* _Excerpt to read_:
---

Data: Curl Installation and batch download PDF files from a website

cURL Installation

  1. download carcet.pem from  https://curl.haxx.se/docs/caextract.html
  2. download curl from https://curl.haxx.se/download.html (I use a windows system, so I download the binary file for windows 64 bit)
  3. extract curl to c:\curl and put carcet.pem under c:\curl\bin folder
  4. add environment variable curl with the path of curl.exe

Curl is useful for downloading files from the website.  The basic command is the following:

curl -O url

This command needs be run under the c:\curl\bin folder. The files are downloaded to C:\Users\username\

Purpose: download SAS 9.3 user guide pdf files from https://support.sas.com/documentation/onlinedoc/stat/930/

  1. In window cmd, under c:\curl\bin, run curl -o index https://support.sas.com/documentation/onlinedoc/stat/930/
    • generate the index file which contains the wrapped source html code of the webpage
  2.  open git bash, run following
      1. cd c
      2. cd curl
      3. cd bin
      4. grep -i pdf  index > list
  3. list contains the href=”*.pdf”. Use Excel text to column to get only the name of the pdf files.
  4. open list in notepad++ and at the bottom of the window, it shows “Windows (CR LF)”,  right click and select “Unix (LF)”.  This will solve the error “curl: (3) Illegal characters found in URL”
  5. Start a new bash file in notepad++ with the following code
    1. echo “Start!”
      url=https://support.sas.com/documentation/onlinedoc/stat/930/
      while read query
      do
      curl -O “$url${query}”
      echo $url${query}
      done < list
    2. save as echo
  6. in git bash, navigate to where the echo file is and run following
    1. bash echo

---

* _Recorded information_:

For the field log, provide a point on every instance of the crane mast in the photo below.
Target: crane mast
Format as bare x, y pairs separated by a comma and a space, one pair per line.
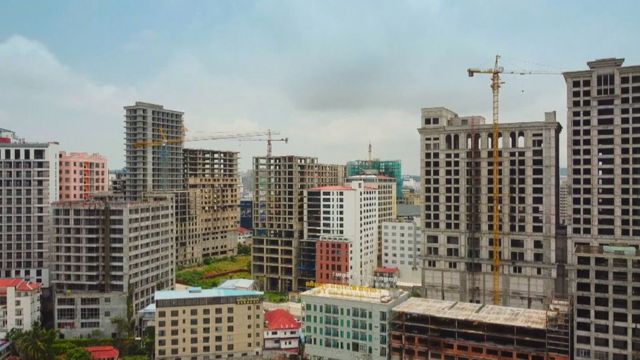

---

* _Tasks to perform_:
**A)** In the cURL guide, which error does switching the file's line ending from "Windows (CR LF)" to "Unix (LF)" in notepad++ resolve?
**B)** Reproduce the passage of the cURL guide between "Data: Curl Installation" and "windows 64 bit)", inclusive.

* _Expected answers_:
**A)** It resolves the error "curl: (3) Illegal characters found in URL".

**B)**
Data: Curl Installation and batch download PDF files from a website

cURL Installation

  1. download carcet.pem from  https://curl.haxx.se/docs/caextract.html
  2. download curl from https://curl.haxx.se/download.html (I use a windows system, so I download the binary file for windows 64 bit)